New Delhi: Even as the death toll from the Ebola virus disease rises, it is triggering a food crisis in West Africa that can persist for decades. Prices of staple foods such as rice and cassava have gone up sharply in the affected areas, as crops are abandoned and labour shortages rise.
In an email interview, Shenggen Fan, director of the International Food Policy Research Institute (IFPRI), a global think tank working on food security, says the food crisis is unlikely to spill over to other regions so long as the disease is not transmitted. However, the threat of cross-boundary transmission is ratcheting up prices of commercial crops like cocoa, impacting the chocolate industry. Edited excerpts:
How has Ebola impacted food security in West Africa?
Ebola is triggering a food crisis in Sierra Leone, Guinea and Liberia through a series of interrelated factors, including farmer deaths, labour shortages, rising transportation costs, and rising food prices. Now, schools in Sierra Leone have closed, shutting down critical feeding programmes for children. And restrictions on the consumption of bush meat, the suspected source of Ebola, have eliminated a traditional source of protein and nutrition from local diets. Within these countries, where undernourishment has long been a problem, the food crisis may persist for decades.
Which other regions are at risk of a worsening food situation due to Ebola?
Because Sierra Leone, Guinea, and Liberia are all net food importing countries, the Ebola-triggered food crisis is unlikely to reach out to other countries in the region or beyond. Global food prices tend to have transmission effects on regional or national food prices, but for small markets (on a global scale) such as these three countries, the transmission effect of food prices is unlikely to pass beyond their own boundaries—so long as the disease itself is not transmitted.
Globally, food prices have been at their lowest since August 2010 according to the Food and Agriculture Organization (FAO) food price index but prices have reportedly gone up by 24% in Ebola-hit nations. Why?
The prices of staple foods are rising in the affected areas as farms are abandoned and as labour shortages grow. In Kailahun agricultural district in Sierra Leone, 40% of farmers have abandoned their farms for safer zones and 90% of plots there are uncultivated, according to FAO. Quarantined zones and restrictions on movements have led to labour shortages during the harvest season for staple and cash crops. These factors lead to smaller harvests, which means less available food and higher prices.
Cocoa prices have shot up globally anticipating a supply crunch from nations bordering those under the grip of Ebola. Should the chocolate industry be worried?

▶ Data section:
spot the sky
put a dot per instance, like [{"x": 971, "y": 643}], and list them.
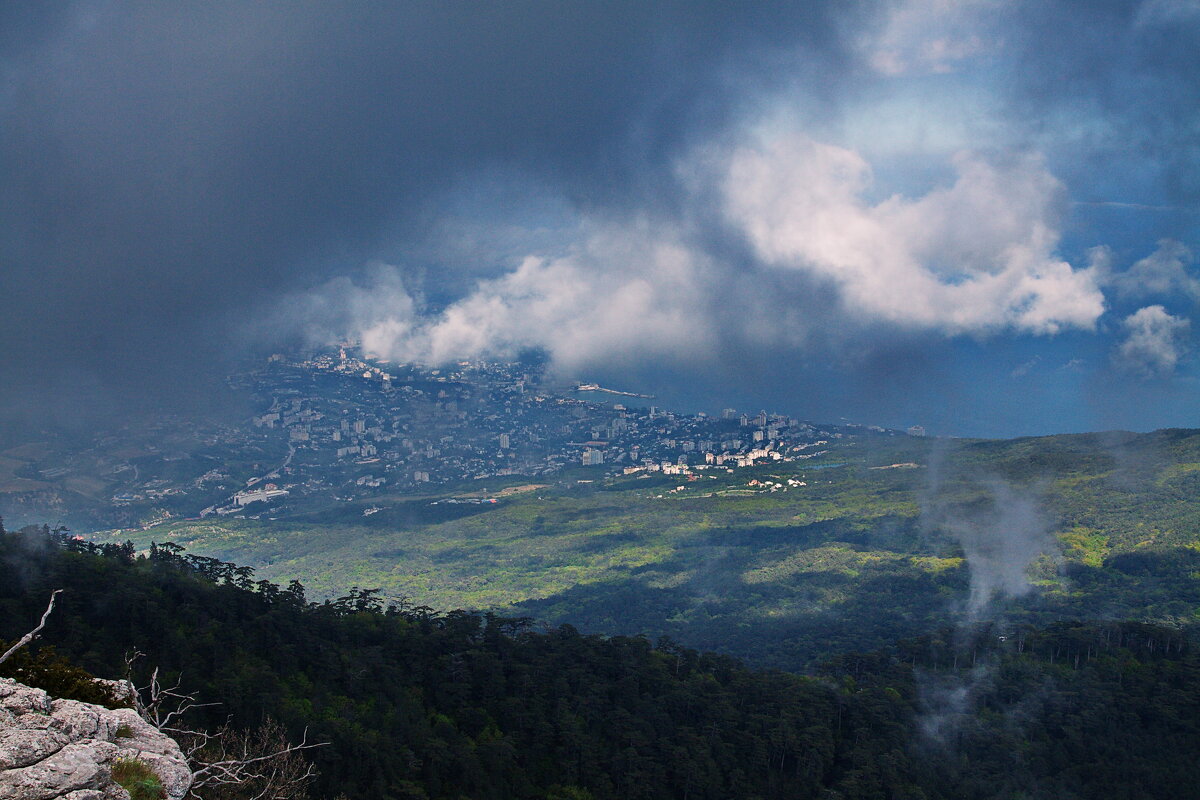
[{"x": 981, "y": 217}]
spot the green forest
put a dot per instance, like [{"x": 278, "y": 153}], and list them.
[
  {"x": 415, "y": 703},
  {"x": 871, "y": 548}
]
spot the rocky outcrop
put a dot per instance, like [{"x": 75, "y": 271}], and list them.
[{"x": 54, "y": 749}]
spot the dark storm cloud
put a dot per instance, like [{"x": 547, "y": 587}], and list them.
[
  {"x": 171, "y": 170},
  {"x": 166, "y": 166}
]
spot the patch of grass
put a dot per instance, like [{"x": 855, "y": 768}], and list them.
[{"x": 136, "y": 777}]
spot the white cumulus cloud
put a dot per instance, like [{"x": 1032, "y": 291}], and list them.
[
  {"x": 970, "y": 257},
  {"x": 1155, "y": 342}
]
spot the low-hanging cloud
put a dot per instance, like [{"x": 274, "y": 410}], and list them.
[{"x": 975, "y": 257}]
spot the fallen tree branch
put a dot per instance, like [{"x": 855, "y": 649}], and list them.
[{"x": 33, "y": 635}]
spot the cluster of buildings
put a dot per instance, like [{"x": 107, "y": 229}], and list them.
[{"x": 353, "y": 425}]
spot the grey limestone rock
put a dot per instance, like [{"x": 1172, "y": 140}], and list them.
[{"x": 64, "y": 750}]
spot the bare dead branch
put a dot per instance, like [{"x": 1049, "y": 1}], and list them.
[{"x": 33, "y": 635}]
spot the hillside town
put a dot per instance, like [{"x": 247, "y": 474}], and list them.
[{"x": 333, "y": 425}]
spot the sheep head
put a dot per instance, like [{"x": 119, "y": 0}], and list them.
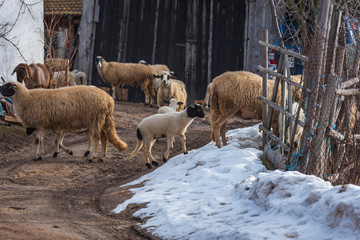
[
  {"x": 22, "y": 71},
  {"x": 99, "y": 61},
  {"x": 165, "y": 78},
  {"x": 144, "y": 62},
  {"x": 8, "y": 89},
  {"x": 195, "y": 110}
]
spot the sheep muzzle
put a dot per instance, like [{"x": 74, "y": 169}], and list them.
[{"x": 8, "y": 90}]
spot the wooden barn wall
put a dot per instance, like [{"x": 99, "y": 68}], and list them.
[
  {"x": 258, "y": 17},
  {"x": 197, "y": 39}
]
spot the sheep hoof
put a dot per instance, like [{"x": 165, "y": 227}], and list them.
[
  {"x": 39, "y": 158},
  {"x": 86, "y": 153}
]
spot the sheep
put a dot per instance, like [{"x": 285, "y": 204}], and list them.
[
  {"x": 157, "y": 69},
  {"x": 80, "y": 77},
  {"x": 171, "y": 88},
  {"x": 60, "y": 79},
  {"x": 130, "y": 74},
  {"x": 35, "y": 75},
  {"x": 165, "y": 125},
  {"x": 207, "y": 96},
  {"x": 68, "y": 109},
  {"x": 237, "y": 93},
  {"x": 171, "y": 108}
]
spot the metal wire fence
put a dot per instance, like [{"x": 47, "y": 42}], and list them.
[{"x": 327, "y": 32}]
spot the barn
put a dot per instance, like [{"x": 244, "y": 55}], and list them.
[{"x": 197, "y": 39}]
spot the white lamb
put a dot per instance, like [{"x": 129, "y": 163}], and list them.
[
  {"x": 165, "y": 125},
  {"x": 171, "y": 108}
]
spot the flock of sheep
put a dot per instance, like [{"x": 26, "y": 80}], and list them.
[{"x": 43, "y": 104}]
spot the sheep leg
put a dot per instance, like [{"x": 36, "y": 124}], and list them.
[
  {"x": 183, "y": 141},
  {"x": 113, "y": 89},
  {"x": 96, "y": 146},
  {"x": 91, "y": 144},
  {"x": 170, "y": 145},
  {"x": 147, "y": 153},
  {"x": 147, "y": 96},
  {"x": 103, "y": 148},
  {"x": 218, "y": 124},
  {"x": 222, "y": 133},
  {"x": 39, "y": 141},
  {"x": 59, "y": 143}
]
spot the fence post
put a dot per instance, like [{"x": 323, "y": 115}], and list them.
[{"x": 265, "y": 79}]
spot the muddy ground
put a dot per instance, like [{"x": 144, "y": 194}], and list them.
[{"x": 69, "y": 198}]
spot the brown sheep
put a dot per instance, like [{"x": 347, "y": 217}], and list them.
[
  {"x": 236, "y": 93},
  {"x": 130, "y": 74},
  {"x": 69, "y": 109},
  {"x": 35, "y": 75}
]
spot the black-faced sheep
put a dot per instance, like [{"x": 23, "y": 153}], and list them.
[
  {"x": 80, "y": 77},
  {"x": 207, "y": 96},
  {"x": 68, "y": 109},
  {"x": 157, "y": 69},
  {"x": 236, "y": 93},
  {"x": 35, "y": 75},
  {"x": 165, "y": 125},
  {"x": 130, "y": 74},
  {"x": 171, "y": 88},
  {"x": 171, "y": 108}
]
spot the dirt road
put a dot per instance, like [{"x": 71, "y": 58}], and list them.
[{"x": 67, "y": 197}]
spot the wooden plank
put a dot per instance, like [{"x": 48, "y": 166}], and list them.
[
  {"x": 280, "y": 109},
  {"x": 273, "y": 137},
  {"x": 348, "y": 92},
  {"x": 350, "y": 82},
  {"x": 335, "y": 135},
  {"x": 265, "y": 60},
  {"x": 284, "y": 51},
  {"x": 279, "y": 75}
]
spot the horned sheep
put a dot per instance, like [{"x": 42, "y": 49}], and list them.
[
  {"x": 171, "y": 88},
  {"x": 130, "y": 74},
  {"x": 157, "y": 69},
  {"x": 237, "y": 93},
  {"x": 35, "y": 75},
  {"x": 165, "y": 125},
  {"x": 80, "y": 77},
  {"x": 68, "y": 109}
]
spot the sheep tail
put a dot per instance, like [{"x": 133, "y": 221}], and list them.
[
  {"x": 138, "y": 144},
  {"x": 112, "y": 136}
]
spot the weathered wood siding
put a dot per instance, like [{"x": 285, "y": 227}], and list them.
[{"x": 197, "y": 39}]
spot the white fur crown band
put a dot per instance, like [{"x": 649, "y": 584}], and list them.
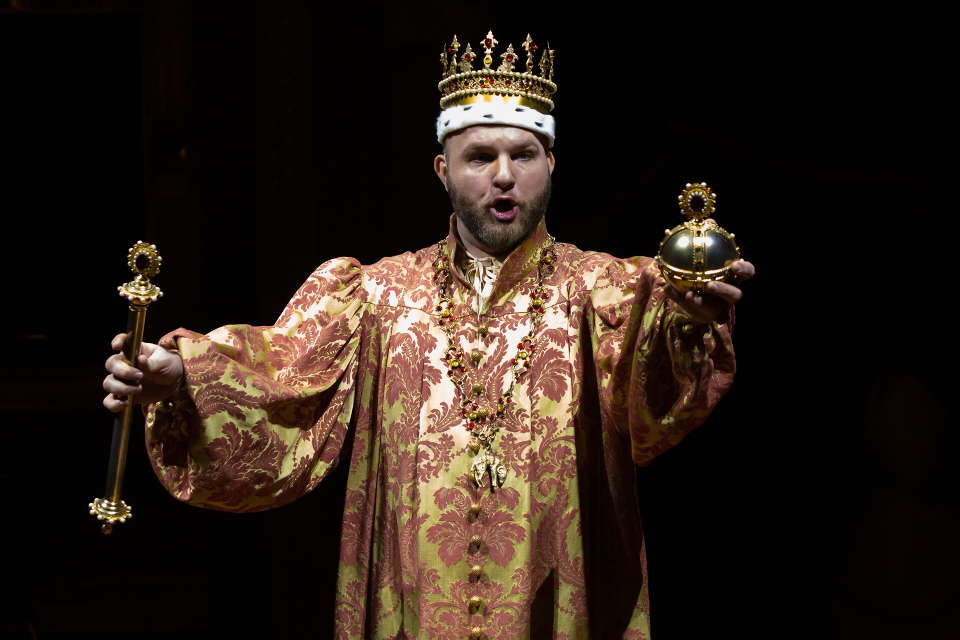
[{"x": 459, "y": 117}]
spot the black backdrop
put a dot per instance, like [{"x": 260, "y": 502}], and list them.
[{"x": 251, "y": 141}]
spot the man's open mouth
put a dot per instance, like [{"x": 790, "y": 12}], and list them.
[{"x": 504, "y": 209}]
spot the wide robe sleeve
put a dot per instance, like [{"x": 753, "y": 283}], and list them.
[
  {"x": 660, "y": 373},
  {"x": 264, "y": 411}
]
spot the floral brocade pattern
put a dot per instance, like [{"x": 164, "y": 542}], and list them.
[{"x": 357, "y": 358}]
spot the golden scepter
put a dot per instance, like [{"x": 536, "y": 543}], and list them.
[{"x": 144, "y": 261}]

▶ Activities:
a - According to the Ebola interview, why is the food crisis in Sierra Leone, Guinea and Liberia unlikely to spread to other countries? Answer in one to three sentences.
b - From the Ebola interview, copy the passage starting with "Because Sierra Leone, Guinea, and" and going on through "itself is not transmitted.".
The data come from a separate source, unrelated to the Ebola interview.

▶ Answers for this exercise:
a - All three countries are net food importers, and their markets are small on a global scale. As a result, the effect of their rising food prices is unlikely to pass beyond their own borders, as long as the disease itself does not spread.

b -
Because Sierra Leone, Guinea, and Liberia are all net food importing countries, the Ebola-triggered food crisis is unlikely to reach out to other countries in the region or beyond. Global food prices tend to have transmission effects on regional or national food prices, but for small markets (on a global scale) such as these three countries, the transmission effect of food prices is unlikely to pass beyond their own boundaries—so long as the disease itself is not transmitted.